*Excerpted text*:
——————————

A region of interest (ROI) as used in this context refers simply to a 2D spectral window or “box” associated with a spectral transition from a molecular entity. Regions of interest were manually defined for 91 ROIs within Newton by drawing boxes overlaid on the spectra (see graphical view in Figure 1A-C). Results from previous cell wall profiling studies [8, 10, 11, 25] and model compounds were used to determine the footprint of the ROIs appearing in the figures and to assign 52/91 ROIs in the various spectral regions. As an ROI is drawn once and can be superimposed onto any spectrum, the time required to define their boundaries is based only on the number of ROIs, rather than the number of spectra.

Figure 1
figure 1

Annotated high-resolution, solution-state 2D 1H–13C HSQC NMR of a wild-type Arabidopsis spectrum in the A) lignin aromatic, B) polysaccharide anomeric, and C) lignin-polysaccharide regions. The rectangular boxes denote ROIs that correspond to assigned NMR transitions (colored boxes with annotations) or simply resolved regions of the spectrum that have yet to be assigned (gray boxes). The unassigned regions are associated with an ID that is used to identify them in the feature matrix. To avoid crowding the figure, the ID does not appear as a label. The lowest contour in the figure corresponds to an intensity level of 3 SD of rms noise.

For future studies, ROIs defined from earlier studies can be imported and graphically adjusted to align with the local spectra.

Fast maximum-likelihood reconstruction (FMLR)

The detailed theory and equations for applying the maximum-likelihood method to analysis of NMR data have been reported previously [19, 20], and most recently for the analysis of 2D 1H–13C data sets in a metabolomics context [17]. The specific steps for performing spectral deconvolution of the Arabidopsis data in this study consisted of:

  1. 1.

    Prototype Signal Generation: An isolated signal was graphically selected by the operator as an archetypal signal. The signal giving rise to the peak was fitted using a model whose basis functions and model parameters are specified in Table 2. The decay rate (linewidths) obtained from this optimization were used as initial values for further modeling. For the Arabidopsis study, the prototype linewidth was 80 Hz along both the 1H and 13C dimensions.

——————————

*Requests*:
1. Reproduce the stretch of the NMR excerpt from "The detailed theory" through "and 13C dimensions.".
2. According to the NMR excerpt, what prototype linewidth was used for the Arabidopsis study?

——————————

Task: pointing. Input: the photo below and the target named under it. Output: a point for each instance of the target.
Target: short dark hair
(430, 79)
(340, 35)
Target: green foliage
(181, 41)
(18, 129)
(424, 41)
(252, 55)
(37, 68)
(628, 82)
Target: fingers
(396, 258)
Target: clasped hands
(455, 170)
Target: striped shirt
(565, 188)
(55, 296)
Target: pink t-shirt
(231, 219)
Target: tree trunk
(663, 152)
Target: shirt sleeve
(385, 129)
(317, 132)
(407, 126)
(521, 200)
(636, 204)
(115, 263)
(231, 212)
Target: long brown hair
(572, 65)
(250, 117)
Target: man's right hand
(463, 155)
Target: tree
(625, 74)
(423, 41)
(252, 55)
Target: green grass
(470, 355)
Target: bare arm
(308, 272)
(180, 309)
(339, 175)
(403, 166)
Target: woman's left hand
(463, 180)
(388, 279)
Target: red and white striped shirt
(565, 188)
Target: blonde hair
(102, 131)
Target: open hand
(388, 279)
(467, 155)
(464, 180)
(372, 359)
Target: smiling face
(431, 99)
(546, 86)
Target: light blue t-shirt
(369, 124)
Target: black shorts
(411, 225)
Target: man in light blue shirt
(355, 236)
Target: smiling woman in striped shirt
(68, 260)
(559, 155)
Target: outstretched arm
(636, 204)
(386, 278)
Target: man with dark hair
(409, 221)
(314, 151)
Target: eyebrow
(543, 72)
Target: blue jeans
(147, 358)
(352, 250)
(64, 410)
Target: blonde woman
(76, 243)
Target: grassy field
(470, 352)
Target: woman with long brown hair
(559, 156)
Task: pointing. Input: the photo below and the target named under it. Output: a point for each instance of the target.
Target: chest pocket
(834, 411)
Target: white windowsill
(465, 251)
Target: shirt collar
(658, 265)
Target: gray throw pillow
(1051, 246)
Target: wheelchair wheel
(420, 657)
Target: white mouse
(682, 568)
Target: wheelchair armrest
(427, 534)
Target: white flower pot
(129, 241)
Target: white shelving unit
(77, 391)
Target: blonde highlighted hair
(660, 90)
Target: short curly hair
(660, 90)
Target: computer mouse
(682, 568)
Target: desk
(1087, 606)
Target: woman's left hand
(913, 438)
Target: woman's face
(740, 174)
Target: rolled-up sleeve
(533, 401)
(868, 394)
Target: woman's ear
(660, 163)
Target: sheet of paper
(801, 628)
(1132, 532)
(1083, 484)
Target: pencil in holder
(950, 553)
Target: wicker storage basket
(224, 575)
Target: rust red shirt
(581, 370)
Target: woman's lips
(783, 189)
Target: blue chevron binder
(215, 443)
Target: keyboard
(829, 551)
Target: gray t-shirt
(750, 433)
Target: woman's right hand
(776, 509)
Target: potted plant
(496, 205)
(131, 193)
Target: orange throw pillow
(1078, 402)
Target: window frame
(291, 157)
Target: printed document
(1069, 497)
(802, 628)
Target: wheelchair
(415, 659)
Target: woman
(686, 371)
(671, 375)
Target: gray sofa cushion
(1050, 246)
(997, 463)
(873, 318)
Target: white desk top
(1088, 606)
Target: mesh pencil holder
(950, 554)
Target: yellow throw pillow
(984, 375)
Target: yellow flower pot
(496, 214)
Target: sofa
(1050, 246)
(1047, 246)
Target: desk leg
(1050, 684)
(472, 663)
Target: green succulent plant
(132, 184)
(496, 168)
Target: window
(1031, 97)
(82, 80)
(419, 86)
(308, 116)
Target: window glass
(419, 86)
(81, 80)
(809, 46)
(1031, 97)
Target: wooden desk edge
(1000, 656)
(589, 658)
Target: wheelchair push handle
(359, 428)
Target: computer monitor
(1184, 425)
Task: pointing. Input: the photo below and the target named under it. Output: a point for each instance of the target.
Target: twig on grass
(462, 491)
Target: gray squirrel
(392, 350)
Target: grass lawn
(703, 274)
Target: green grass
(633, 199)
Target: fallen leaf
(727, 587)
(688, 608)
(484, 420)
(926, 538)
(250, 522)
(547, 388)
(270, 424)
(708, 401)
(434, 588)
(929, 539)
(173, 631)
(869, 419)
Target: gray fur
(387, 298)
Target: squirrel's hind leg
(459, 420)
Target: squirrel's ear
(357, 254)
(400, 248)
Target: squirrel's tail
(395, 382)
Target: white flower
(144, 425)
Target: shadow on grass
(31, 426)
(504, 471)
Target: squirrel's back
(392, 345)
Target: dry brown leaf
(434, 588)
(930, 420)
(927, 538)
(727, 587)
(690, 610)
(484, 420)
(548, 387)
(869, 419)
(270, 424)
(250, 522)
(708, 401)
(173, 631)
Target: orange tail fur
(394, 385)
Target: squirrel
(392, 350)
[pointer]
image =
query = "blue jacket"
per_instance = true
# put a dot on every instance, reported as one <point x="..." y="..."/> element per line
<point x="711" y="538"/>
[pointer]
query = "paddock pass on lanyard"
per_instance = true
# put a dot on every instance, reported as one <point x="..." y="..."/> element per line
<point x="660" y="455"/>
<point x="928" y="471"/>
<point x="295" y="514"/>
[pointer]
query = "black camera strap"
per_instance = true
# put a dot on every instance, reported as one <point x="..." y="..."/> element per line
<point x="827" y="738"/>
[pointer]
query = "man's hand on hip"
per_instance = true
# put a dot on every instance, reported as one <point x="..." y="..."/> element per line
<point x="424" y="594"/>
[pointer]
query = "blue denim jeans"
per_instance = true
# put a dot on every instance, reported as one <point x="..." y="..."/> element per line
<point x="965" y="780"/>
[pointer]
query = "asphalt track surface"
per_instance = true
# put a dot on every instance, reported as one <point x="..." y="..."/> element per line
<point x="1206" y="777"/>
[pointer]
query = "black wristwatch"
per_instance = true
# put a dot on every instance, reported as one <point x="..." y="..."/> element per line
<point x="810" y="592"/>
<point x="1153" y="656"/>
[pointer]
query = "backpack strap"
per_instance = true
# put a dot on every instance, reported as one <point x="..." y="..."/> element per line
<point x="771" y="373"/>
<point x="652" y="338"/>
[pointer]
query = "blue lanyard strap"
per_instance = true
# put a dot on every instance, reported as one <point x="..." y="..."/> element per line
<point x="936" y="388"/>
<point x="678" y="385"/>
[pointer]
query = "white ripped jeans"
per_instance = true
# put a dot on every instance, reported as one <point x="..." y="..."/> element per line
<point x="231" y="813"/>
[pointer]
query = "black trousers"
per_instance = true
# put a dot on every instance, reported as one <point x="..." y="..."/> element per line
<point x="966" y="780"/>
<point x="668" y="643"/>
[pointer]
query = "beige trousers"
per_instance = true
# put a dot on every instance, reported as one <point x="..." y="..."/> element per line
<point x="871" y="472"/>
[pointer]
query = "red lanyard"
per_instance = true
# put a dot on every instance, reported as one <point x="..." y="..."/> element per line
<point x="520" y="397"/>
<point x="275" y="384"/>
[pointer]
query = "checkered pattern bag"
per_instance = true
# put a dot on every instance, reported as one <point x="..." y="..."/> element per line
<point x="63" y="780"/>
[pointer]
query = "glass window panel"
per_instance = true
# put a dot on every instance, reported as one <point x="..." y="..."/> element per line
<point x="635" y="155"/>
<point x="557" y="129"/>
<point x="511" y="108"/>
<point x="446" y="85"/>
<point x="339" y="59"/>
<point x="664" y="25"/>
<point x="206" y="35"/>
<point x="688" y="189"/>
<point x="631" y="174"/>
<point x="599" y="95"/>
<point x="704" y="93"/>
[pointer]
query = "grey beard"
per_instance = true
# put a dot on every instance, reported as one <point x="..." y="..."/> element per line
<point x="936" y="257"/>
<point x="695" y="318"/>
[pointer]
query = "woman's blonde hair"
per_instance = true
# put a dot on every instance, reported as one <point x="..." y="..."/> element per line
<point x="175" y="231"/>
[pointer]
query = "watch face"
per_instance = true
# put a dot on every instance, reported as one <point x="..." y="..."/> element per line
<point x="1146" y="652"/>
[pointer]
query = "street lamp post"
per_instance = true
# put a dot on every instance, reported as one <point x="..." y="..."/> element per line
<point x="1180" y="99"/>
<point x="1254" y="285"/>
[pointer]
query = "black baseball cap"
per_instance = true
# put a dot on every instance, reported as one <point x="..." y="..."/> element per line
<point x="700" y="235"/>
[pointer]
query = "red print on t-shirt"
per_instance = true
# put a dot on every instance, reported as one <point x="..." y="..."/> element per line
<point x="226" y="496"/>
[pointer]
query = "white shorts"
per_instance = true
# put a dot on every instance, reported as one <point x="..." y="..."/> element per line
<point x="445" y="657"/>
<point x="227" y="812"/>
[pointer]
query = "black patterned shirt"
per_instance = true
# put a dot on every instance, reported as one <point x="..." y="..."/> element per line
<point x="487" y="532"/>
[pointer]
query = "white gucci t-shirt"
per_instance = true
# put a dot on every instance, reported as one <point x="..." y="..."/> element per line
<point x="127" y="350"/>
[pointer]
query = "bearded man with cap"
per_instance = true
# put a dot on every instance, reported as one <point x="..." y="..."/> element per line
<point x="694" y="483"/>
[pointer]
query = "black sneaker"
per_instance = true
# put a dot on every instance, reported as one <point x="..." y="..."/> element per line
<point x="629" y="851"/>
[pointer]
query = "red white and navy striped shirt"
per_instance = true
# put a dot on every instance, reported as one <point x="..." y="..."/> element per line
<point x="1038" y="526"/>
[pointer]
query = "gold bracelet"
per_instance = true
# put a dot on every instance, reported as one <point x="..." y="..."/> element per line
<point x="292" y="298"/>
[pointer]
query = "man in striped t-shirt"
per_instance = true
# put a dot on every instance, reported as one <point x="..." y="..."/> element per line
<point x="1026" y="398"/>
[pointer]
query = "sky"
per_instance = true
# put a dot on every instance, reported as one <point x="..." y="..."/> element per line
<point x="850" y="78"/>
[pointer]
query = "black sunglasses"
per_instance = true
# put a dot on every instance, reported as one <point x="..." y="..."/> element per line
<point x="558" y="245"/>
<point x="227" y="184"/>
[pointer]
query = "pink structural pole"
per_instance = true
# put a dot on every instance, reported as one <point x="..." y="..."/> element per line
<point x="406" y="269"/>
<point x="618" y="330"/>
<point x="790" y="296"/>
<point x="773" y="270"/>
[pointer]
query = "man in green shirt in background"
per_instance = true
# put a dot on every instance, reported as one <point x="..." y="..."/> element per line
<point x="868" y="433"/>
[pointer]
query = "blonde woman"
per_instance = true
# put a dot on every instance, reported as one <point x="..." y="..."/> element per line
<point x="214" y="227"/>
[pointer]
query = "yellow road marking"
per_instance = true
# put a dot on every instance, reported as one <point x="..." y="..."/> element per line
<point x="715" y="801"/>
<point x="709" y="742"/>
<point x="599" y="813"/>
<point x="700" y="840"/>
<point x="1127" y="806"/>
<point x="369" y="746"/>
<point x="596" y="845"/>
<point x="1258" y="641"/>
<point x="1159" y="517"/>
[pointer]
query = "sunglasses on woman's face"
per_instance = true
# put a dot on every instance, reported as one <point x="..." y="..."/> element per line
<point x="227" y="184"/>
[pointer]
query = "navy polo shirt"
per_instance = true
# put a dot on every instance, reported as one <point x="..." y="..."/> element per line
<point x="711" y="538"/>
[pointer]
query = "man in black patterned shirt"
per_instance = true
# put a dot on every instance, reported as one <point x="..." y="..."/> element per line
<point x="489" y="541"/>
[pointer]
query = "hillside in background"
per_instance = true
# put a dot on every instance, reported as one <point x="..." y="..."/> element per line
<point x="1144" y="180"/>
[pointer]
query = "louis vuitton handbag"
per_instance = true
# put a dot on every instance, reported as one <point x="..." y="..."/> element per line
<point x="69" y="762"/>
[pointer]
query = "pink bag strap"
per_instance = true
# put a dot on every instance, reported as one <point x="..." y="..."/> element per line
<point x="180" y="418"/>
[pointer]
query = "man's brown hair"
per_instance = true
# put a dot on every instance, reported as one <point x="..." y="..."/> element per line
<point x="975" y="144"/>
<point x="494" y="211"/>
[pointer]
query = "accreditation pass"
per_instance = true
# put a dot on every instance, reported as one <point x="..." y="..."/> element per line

——————————

*Responses to the tasks*:
1.
The detailed theory and equations for applying the maximum-likelihood method to analysis of NMR data have been reported previously [19, 20], and most recently for the analysis of 2D 1H–13C data sets in a metabolomics context [17]. The specific steps for performing spectral deconvolution of the Arabidopsis data in this study consisted of:

  1. 1.

    Prototype Signal Generation: An isolated signal was graphically selected by the operator as an archetypal signal. The signal giving rise to the peak was fitted using a model whose basis functions and model parameters are specified in Table 2. The decay rate (linewidths) obtained from this optimization were used as initial values for further modeling. For the Arabidopsis study, the prototype linewidth was 80 Hz along both the 1H and 13C dimensions.

2. 80 Hz along both the 1H and 13C dimensions.